_PROBLEM_. Can you reproduce the records below word for word, covering all of them but omitting the pictures?

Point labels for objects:
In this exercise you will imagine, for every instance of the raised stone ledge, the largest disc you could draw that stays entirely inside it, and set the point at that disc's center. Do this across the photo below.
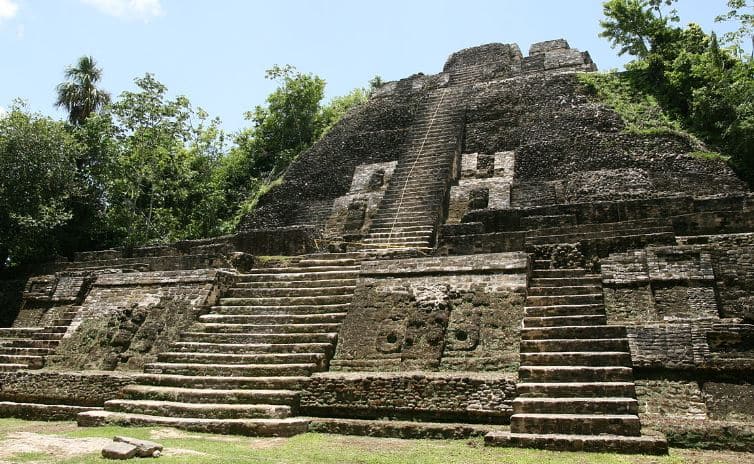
(87, 388)
(499, 263)
(438, 396)
(158, 278)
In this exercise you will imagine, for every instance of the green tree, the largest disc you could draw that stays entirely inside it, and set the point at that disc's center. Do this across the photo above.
(286, 126)
(742, 12)
(37, 180)
(161, 178)
(707, 88)
(638, 27)
(79, 94)
(291, 121)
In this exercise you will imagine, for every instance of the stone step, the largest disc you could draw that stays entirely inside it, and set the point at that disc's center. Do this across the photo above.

_SOLUTION BELOW_.
In this exercise you will imagine, for every instance of the raised stone ledge, the largest disc you could draw that stays entirely inside it, and set the point at that disc's center. Do this across the photo below.
(87, 388)
(499, 263)
(438, 396)
(158, 278)
In this exercise you will imagine, for every instance of the green tree, the largest disc you could draw that stays entirely inside it, and set the point at that disc's center. Do this across the photo above.
(286, 126)
(742, 12)
(37, 180)
(161, 178)
(707, 88)
(638, 27)
(79, 94)
(291, 121)
In this exercise you will imagine, for every instance of the stone step, the largest disc you could draw that stays entirely inside it, and set the point at that disc's center. Do this across the photo above.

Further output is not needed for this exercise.